**PROBLEM DETAILS**: The records below hold pictures; please leave those out and retype the rest exactly.
* * * * *
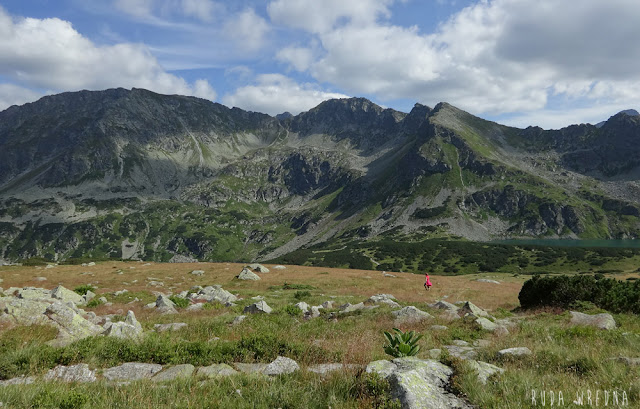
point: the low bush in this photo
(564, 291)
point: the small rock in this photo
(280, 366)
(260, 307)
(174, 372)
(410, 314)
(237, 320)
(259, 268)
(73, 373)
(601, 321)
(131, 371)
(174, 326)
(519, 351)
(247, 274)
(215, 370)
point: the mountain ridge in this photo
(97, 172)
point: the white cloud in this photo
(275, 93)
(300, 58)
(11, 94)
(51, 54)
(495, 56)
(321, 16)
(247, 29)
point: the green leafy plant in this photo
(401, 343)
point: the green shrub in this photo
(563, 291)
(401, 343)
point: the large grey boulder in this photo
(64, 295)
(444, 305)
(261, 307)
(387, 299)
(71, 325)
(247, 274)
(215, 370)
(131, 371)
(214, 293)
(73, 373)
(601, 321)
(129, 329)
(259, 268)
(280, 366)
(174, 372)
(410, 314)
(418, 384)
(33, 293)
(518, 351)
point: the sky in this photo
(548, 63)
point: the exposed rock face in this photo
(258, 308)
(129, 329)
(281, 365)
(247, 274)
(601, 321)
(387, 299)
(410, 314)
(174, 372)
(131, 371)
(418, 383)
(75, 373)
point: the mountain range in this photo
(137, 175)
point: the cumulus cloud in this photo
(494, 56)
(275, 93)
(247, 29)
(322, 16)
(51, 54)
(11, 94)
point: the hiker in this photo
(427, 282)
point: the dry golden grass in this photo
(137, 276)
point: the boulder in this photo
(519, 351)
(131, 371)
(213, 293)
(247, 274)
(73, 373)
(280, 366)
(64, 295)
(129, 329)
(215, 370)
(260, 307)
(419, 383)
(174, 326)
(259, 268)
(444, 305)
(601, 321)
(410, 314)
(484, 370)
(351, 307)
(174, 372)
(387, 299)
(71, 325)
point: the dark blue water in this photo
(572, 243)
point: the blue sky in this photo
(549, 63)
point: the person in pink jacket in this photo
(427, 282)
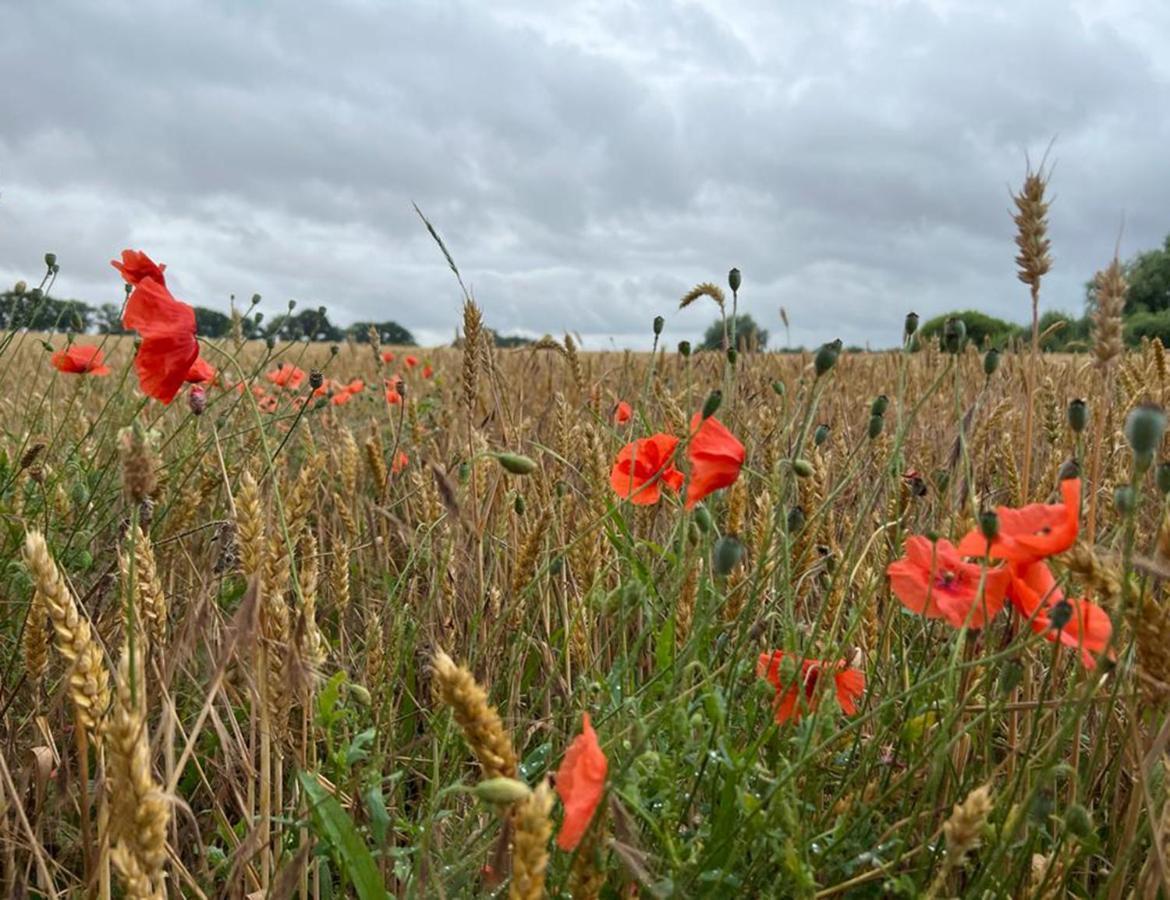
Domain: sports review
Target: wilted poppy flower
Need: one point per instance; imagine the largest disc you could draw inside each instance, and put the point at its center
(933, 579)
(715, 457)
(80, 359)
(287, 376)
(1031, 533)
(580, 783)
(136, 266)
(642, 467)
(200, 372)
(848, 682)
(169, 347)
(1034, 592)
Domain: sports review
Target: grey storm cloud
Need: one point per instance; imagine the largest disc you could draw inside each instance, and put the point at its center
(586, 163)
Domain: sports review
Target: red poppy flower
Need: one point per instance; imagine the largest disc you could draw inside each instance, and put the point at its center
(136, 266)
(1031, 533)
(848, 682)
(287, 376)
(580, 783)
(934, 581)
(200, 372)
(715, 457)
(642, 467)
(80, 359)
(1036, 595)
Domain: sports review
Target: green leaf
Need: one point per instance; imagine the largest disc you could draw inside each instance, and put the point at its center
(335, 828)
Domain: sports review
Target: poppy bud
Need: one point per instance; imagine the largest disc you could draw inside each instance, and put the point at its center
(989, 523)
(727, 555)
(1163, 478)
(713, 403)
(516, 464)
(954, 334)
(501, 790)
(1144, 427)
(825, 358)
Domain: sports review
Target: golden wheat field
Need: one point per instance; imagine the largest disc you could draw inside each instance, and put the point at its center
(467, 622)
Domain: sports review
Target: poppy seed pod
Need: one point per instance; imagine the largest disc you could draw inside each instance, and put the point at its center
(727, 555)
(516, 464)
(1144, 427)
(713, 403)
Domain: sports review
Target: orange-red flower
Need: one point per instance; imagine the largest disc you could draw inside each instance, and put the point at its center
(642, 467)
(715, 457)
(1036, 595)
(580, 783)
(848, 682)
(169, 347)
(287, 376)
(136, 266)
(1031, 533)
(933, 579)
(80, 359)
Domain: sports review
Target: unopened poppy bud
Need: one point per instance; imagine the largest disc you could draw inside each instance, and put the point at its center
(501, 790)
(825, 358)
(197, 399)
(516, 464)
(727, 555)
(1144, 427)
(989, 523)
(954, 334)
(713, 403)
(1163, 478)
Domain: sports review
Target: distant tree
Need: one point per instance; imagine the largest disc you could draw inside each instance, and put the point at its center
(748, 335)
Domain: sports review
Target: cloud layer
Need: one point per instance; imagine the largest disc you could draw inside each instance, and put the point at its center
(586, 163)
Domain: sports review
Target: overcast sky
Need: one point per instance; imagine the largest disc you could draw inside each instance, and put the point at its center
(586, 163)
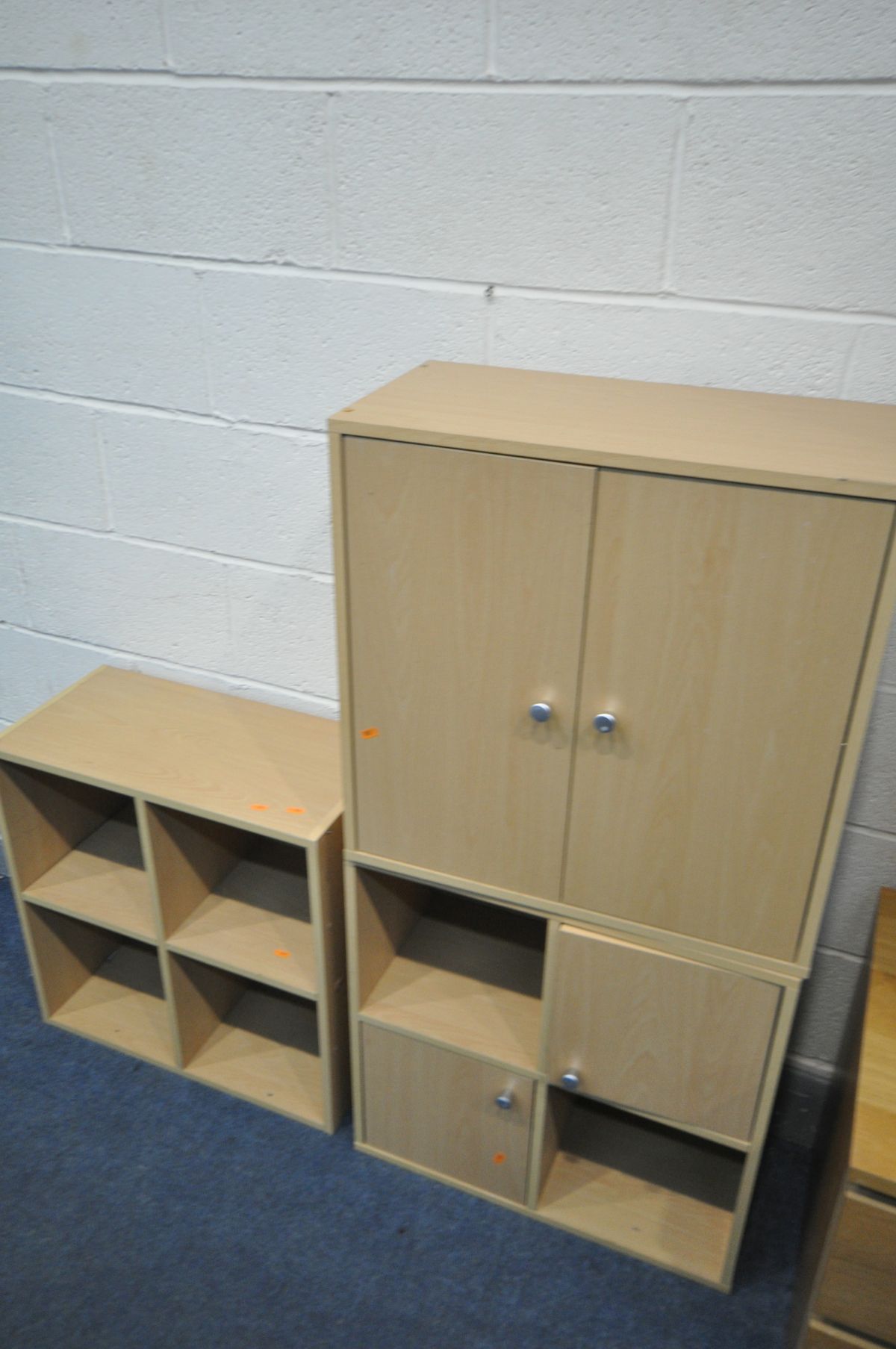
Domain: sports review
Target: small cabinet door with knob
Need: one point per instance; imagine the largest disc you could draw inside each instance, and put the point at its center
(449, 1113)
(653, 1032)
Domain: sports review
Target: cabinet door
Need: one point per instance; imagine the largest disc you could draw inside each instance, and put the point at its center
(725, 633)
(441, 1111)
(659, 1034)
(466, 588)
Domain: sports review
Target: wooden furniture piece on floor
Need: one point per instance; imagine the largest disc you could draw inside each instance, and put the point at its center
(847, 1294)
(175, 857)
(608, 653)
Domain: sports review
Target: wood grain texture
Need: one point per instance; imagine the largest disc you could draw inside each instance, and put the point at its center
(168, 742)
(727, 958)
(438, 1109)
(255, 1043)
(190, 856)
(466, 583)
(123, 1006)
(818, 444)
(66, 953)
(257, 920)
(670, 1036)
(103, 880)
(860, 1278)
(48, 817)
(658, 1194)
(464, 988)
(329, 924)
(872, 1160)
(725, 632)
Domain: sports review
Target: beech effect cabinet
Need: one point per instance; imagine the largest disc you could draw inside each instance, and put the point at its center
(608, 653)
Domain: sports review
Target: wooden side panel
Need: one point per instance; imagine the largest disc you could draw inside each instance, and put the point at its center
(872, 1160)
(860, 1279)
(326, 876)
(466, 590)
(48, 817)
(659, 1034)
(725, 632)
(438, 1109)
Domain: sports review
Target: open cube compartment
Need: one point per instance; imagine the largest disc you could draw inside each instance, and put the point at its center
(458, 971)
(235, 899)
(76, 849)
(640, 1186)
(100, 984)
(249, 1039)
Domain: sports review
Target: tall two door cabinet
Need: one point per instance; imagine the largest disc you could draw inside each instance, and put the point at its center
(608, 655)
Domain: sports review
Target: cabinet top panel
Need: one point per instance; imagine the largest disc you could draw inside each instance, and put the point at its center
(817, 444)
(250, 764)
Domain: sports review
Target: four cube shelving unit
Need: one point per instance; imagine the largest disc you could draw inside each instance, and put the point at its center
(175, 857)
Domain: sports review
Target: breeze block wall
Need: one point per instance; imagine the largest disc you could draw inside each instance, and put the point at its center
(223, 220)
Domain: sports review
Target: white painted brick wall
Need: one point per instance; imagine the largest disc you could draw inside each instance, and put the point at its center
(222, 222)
* * * * *
**EXPECTED ANSWER**:
point: the low bush in this photo
(564, 291)
point: the small rock in this photo
(280, 366)
(260, 307)
(174, 372)
(410, 314)
(237, 320)
(259, 268)
(73, 373)
(601, 321)
(131, 371)
(174, 326)
(519, 351)
(247, 274)
(215, 370)
point: the mountain ridge in this photo
(97, 172)
point: the white cloud in this photo
(275, 93)
(300, 58)
(11, 94)
(51, 54)
(495, 56)
(321, 16)
(247, 29)
point: the green leafy plant in this photo
(401, 343)
point: the green shrub in this photo
(563, 291)
(401, 343)
point: the large grey boulder in this photo
(64, 295)
(444, 305)
(261, 307)
(387, 299)
(71, 325)
(247, 274)
(215, 370)
(131, 371)
(214, 293)
(73, 373)
(601, 321)
(129, 329)
(259, 268)
(280, 366)
(174, 372)
(410, 314)
(418, 384)
(33, 293)
(518, 351)
point: the sky in this photo
(548, 63)
point: the exposed rock face in this photo
(258, 308)
(129, 329)
(281, 365)
(247, 274)
(601, 321)
(387, 299)
(410, 314)
(174, 372)
(131, 371)
(418, 383)
(75, 373)
point: the mountain range in this photo
(137, 175)
point: the cumulus cloud in this photo
(494, 56)
(275, 93)
(247, 29)
(322, 16)
(51, 54)
(11, 94)
point: the hiker in this photo
(427, 282)
point: the dry golden grass in this photo
(137, 276)
point: the boulder in this photo
(519, 351)
(131, 371)
(213, 293)
(247, 274)
(73, 373)
(280, 366)
(64, 295)
(129, 329)
(215, 370)
(260, 307)
(419, 383)
(174, 326)
(259, 268)
(444, 305)
(601, 321)
(410, 314)
(484, 370)
(351, 307)
(174, 372)
(387, 299)
(71, 325)
point: the dark blue water in this photo
(572, 243)
point: the blue sky in this photo
(549, 63)
point: the person in pink jacket in this photo
(427, 282)
Domain: sports review
Target: wilted poppy flower
Need: one point per instance; imagine the largest disc you could draw inside each instance, and put the point at its center
(933, 579)
(715, 457)
(80, 359)
(287, 376)
(1031, 533)
(580, 783)
(136, 266)
(642, 467)
(200, 372)
(848, 682)
(169, 347)
(1034, 592)
Domain: sports review
Target: grey storm cloud
Need: one point per instance; imagine the largest disc you could draw inside each instance, and put the point at its center
(586, 163)
Domain: sports review
Target: red poppy flower
Need: one point per instance; imagine the largest disc you could draw inside each instance, and put the point at its center
(136, 266)
(1031, 533)
(848, 682)
(287, 376)
(580, 783)
(934, 581)
(200, 372)
(715, 457)
(642, 467)
(80, 359)
(1036, 595)
Domain: sports review
Target: green leaf
Need: one point per instance; imagine the largest disc you could draw inside each instance, and put the point at its center
(335, 828)
Domain: sports review
Target: poppy bud
Need: one point per instance; imagine the largest disc you could draw inside each instance, and put the point at its center
(989, 523)
(727, 555)
(1163, 478)
(713, 403)
(516, 464)
(954, 334)
(501, 790)
(1144, 427)
(825, 358)
Domain: sports review
Target: golden wheat field
Need: one point per instance; imagine the largest disc you could draw inside each instance, and put the point at its center
(467, 622)
Domain: sports review
Target: poppy seed pod
Need: one point per instance; imagine the largest disc you could draw inside each instance, and put the point at its center
(727, 555)
(516, 464)
(1144, 427)
(713, 403)
Domain: sports review
Target: orange-red flower
Need: one point per instance; imagine the largest disc you could draw inside each instance, and put the point at its center
(642, 467)
(715, 457)
(1036, 595)
(580, 783)
(848, 682)
(169, 347)
(287, 376)
(136, 266)
(1031, 533)
(933, 579)
(80, 359)
Domain: sports review
Target: unopened poppy bud
Need: one point per instance; imagine the largest disc you could draw inside each instance, and put the point at its center
(501, 790)
(825, 358)
(197, 399)
(516, 464)
(727, 555)
(1144, 427)
(989, 523)
(954, 334)
(713, 403)
(1163, 478)
Domain: sports review
Target: distant tree
Need: one point per instance; imagine the largest disc you could draw inside each instance, and put the point at its center
(748, 335)
Domain: sports review
Target: cloud layer
Need: one point per instance; imagine the largest disc you could draw inside each instance, and put the point at its center
(586, 163)
Domain: sports review
Target: overcast sky
Need: one point per instance; imagine the largest disc you could draw inside each instance, and put the point at its center
(586, 163)
Domain: sports review
Target: small cabinet door with knob
Need: one point per instance; imagine the largest disc you could draw inside each instance, and put the point at its center
(449, 1113)
(653, 1032)
Domain: sports review
Target: cabinet door
Need: one point per instance; imagine the largest disc you could draw inside each instance, and put the point at its center
(725, 633)
(441, 1111)
(659, 1034)
(466, 588)
Domain: sports review
Target: wooden furniture piece on floor
Need: one point per instance; imagine the largest disc you could draw inside each instance, and put the point at its center
(847, 1294)
(175, 857)
(608, 653)
Domain: sports review
Target: wood grain texture
Need: one point per instance; imagine the largest disc you could draw inside each instance, and put the point at its center
(168, 742)
(727, 958)
(438, 1109)
(255, 1043)
(190, 856)
(466, 583)
(123, 1006)
(818, 444)
(66, 953)
(257, 920)
(670, 1036)
(103, 880)
(860, 1278)
(48, 817)
(658, 1194)
(464, 988)
(329, 924)
(872, 1160)
(725, 632)
Domain: sports review
Target: beech effect cabinet
Need: one point per instance; imagine the largest disc you could draw inside each instance, and put the point at its center
(608, 653)
Domain: sports review
Target: wooden side panel
Need: one point per instance; imagine the largest disc you could draw inside each instance, and put the point at its center
(872, 1160)
(860, 1279)
(326, 876)
(466, 590)
(48, 817)
(659, 1034)
(725, 632)
(438, 1109)
Domain: sports review
Target: open cube compartment
Need: one point per instance; imagine the largest disc you could draw inside each instance, and put the point at its center
(458, 971)
(235, 899)
(76, 849)
(640, 1186)
(100, 984)
(249, 1039)
Domain: sports review
Target: tall two door cabinet
Need: one point per instance; imagine the largest disc you could draw inside each instance, and put the point at its center
(608, 655)
Domain: sports review
Target: cabinet top panel
Need: one point per instance; imagine the largest disc you could draw inside each instance, and put the point at its center
(817, 444)
(250, 764)
Domain: sports review
Target: four cube shelving unit
Need: one point per instance; imagine the largest disc you could draw inside each instance, and put the point at its center
(175, 857)
Domain: sports review
Target: breeze block wall
Need: one point per instance; imagine the largest disc you could draw inside each instance, and put the point at its center
(223, 220)
Domain: sports review
Target: white painted brick wall
Need: one point per instance; imagine the largest disc you could draw inside each instance, and put the point at its center
(222, 222)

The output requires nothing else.